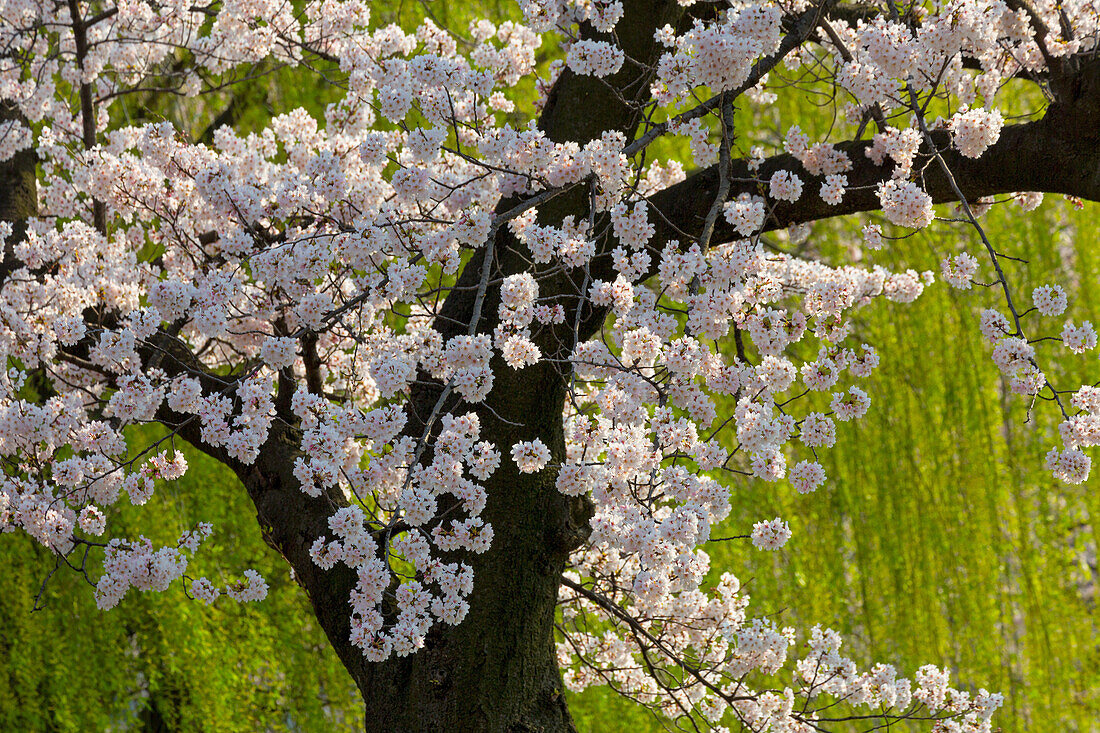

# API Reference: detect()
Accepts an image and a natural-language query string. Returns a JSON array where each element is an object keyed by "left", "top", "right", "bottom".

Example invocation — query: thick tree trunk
[
  {"left": 237, "top": 356, "right": 587, "bottom": 733},
  {"left": 360, "top": 367, "right": 583, "bottom": 732}
]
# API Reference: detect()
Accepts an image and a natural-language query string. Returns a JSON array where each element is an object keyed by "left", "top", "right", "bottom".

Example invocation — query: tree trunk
[
  {"left": 359, "top": 367, "right": 583, "bottom": 732},
  {"left": 235, "top": 352, "right": 587, "bottom": 733}
]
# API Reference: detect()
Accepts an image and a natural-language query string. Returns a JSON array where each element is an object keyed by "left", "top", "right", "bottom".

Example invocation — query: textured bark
[
  {"left": 0, "top": 5, "right": 1100, "bottom": 732},
  {"left": 0, "top": 102, "right": 39, "bottom": 274}
]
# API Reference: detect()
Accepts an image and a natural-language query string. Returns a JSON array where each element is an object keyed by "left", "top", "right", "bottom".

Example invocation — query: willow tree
[{"left": 0, "top": 0, "right": 1100, "bottom": 731}]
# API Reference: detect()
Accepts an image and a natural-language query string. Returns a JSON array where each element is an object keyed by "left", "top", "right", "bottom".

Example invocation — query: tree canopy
[{"left": 0, "top": 0, "right": 1100, "bottom": 731}]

* What you need to do *
Every entry above should be duplicated exactly. Do not include the images.

* Complete output *
# API Reference: detect()
Accepts an image and a natural-language query string. Returns a JSON array where each element is an object keyed by "left", "top", "right", "bottom".

Example invocation — query: thick tree trunk
[
  {"left": 237, "top": 356, "right": 587, "bottom": 733},
  {"left": 360, "top": 367, "right": 583, "bottom": 732}
]
# API Reference: detect()
Accepts an image and a natural-language query string. Returns a JSON array where each element is an object keyed by "left", "top", "right", "bottom".

Example invocation — query: tree trunk
[
  {"left": 359, "top": 367, "right": 583, "bottom": 732},
  {"left": 235, "top": 352, "right": 587, "bottom": 733}
]
# API Reference: detect()
Accepts an image and a natural-language query string. Returns a JSON array where each element is an object keyed by "left", "top", "right", "bottom".

Example invocation — query: textured bark
[
  {"left": 0, "top": 5, "right": 1100, "bottom": 732},
  {"left": 0, "top": 102, "right": 39, "bottom": 274}
]
# API Reference: detect()
Accepts an image and a natural-language query string. Returns a JSON array where each element is an object keyed by "left", "top", "right", "bottom".

Example invocation — query: willow tree
[{"left": 0, "top": 0, "right": 1100, "bottom": 731}]
# API Reference: detect()
Accepts an image and a natural-language query string. Returns a JSON array where each element is an object keyed by "left", "top", "right", "bottom".

Example invocation — query: tree canopy
[{"left": 0, "top": 0, "right": 1100, "bottom": 731}]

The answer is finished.